Carolyn Lee talks to Theodor Hänsch, who shared the 2005 Nobel Prize in Physics for his contributions to the development of laser-based precision spectroscopy.
Theodor Wolfgang Hänsch’s interest in science began when he was six years old and living in Heidelberg, Germany. He grew up on Bunsen Strasse and one day asked his father about the name of the street and what someone had to do to have a street named after him. His father had worked in a pharmacy during the First World War and knew about Robert Wilhelm Bunsen, his burners and chemistry. So Hänsch senior brought home a Bunsen burner and would sprinkle table salt into the blue flame to reveal the yellow colour of sodium. This experience ignited the interest of the younger Hänsch and led him to study light, atoms and chemicals.
At Heidelberg he earned his doctorate from the Ruprecht Karl University in 1969. He then moved to research and teaching at Stanford University from 1975 to 1986, which was a very positive experience. “I enjoyed it right from the beginning because in Germany there were many obstacles to deal with, whereas in California administrative things seemed to be extremely easy and people were helpful,” explained Hänsch. This was the first time he had been so far away from home, experiencing different teaching styles. In the US students would see a professor after class to discuss the lecture or assignments. However, in Germany there was more of a barrier between professor and students, as there were many more students to each professor.
It was while working at Stanford that Hänsch found his mentor, Arthur Schawlow, co-inventor of the laser and Stanford University professor, who received the Nobel Prize in Physics in 1981. Although he was widely recognized, Schawlow was an easy-going person who offered a great deal of good advice for young professors.
Hänsch followed his mentor’s interest in lasers and in 1970, at the age of 28, he invented the high-spectral resolution laser. According to Hänsch, it was a simple invention that caused a great deal of excitement. This was the first laser for which the colour – wavelength – could be changed while keeping the light extremely monochromatic. This opened the door to new types of spectroscopy and greater precision in measuring frequencies, such as the transition frequency of the red Balmer line of atomic hydrogen.
A new era in laser spectroscopy began as the high-spectral resolution laser was quickly reproduced and used in laboratories around the world. Atoms and molecules are very particular about which wavelengths will excite them to higher energies. Therefore, it is necessary to use a laser that can produce the wavelength needed to excite them and to find out what that precise wavelength is.

#### Actions to take
A - List every person the Hänsch profile names, in the order of first mention.
B - Retype the passage of the Hänsch profile starting at "Hänsch followed his" and ending at "of atomic hydrogen.".

#### Raw data
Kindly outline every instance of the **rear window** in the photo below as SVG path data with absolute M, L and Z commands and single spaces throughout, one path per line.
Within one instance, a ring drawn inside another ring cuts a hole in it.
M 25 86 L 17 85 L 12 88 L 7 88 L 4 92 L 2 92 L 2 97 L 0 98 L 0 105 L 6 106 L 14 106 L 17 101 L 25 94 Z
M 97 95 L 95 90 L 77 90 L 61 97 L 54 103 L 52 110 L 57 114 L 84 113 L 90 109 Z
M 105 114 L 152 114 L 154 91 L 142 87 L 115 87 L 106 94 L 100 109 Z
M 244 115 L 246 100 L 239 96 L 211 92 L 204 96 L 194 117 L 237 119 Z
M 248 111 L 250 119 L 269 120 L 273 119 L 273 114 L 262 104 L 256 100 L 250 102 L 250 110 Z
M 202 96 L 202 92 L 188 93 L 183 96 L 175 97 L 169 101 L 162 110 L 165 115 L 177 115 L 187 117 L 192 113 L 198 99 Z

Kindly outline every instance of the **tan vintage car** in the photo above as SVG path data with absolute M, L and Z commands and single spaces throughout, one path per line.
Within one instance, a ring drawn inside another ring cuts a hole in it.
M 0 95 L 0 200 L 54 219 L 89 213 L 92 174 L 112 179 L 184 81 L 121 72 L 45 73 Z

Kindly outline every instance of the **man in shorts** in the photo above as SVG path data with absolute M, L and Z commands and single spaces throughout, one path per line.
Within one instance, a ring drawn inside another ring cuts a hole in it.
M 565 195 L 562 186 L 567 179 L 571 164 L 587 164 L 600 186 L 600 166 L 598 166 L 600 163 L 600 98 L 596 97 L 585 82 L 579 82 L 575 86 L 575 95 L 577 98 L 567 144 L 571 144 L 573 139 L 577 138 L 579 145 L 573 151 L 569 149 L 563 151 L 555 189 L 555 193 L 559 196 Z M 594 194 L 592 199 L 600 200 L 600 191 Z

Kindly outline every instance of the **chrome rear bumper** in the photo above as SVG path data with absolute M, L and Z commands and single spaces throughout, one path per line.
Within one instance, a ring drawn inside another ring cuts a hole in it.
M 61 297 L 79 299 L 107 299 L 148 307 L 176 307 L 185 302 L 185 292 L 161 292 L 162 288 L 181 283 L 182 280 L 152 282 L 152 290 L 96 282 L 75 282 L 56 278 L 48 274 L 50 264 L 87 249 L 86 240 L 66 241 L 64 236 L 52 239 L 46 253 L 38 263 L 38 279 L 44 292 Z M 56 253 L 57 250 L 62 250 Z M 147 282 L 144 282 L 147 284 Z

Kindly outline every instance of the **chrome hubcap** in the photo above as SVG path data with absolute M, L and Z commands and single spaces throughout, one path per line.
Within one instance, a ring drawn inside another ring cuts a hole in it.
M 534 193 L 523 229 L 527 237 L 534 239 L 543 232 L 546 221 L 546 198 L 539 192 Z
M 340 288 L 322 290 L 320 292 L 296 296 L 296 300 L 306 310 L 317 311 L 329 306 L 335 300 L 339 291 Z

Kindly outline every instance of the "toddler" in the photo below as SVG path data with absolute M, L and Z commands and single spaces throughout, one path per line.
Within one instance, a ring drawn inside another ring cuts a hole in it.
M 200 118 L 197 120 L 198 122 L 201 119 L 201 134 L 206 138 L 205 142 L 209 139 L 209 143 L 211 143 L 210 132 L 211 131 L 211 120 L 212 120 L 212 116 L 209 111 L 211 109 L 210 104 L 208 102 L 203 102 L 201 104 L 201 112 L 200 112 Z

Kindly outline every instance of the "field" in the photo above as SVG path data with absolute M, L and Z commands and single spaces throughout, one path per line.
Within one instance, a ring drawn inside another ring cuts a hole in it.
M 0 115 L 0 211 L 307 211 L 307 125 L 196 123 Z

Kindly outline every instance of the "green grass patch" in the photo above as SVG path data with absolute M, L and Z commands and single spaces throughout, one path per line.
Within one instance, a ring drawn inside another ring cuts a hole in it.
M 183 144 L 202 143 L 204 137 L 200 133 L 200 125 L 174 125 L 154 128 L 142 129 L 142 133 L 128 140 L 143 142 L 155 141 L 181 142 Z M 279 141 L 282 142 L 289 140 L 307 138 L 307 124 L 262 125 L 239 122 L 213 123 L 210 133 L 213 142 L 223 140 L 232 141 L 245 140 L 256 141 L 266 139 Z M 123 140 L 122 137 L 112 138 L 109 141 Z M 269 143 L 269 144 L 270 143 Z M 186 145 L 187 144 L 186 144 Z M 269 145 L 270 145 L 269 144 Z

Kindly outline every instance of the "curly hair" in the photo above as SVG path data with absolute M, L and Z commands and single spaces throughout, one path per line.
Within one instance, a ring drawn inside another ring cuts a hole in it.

#### Task responses
A - Carolyn Lee, Theodor Wolfgang Hänsch, Robert Wilhelm Bunsen, Arthur Schawlow

B -
Hänsch followed his mentor’s interest in lasers and in 1970, at the age of 28, he invented the high-spectral resolution laser. According to Hänsch, it was a simple invention that caused a great deal of excitement. This was the first laser for which the colour – wavelength – could be changed while keeping the light extremely monochromatic. This opened the door to new types of spectroscopy and greater precision in measuring frequencies, such as the transition frequency of the red Balmer line of atomic hydrogen.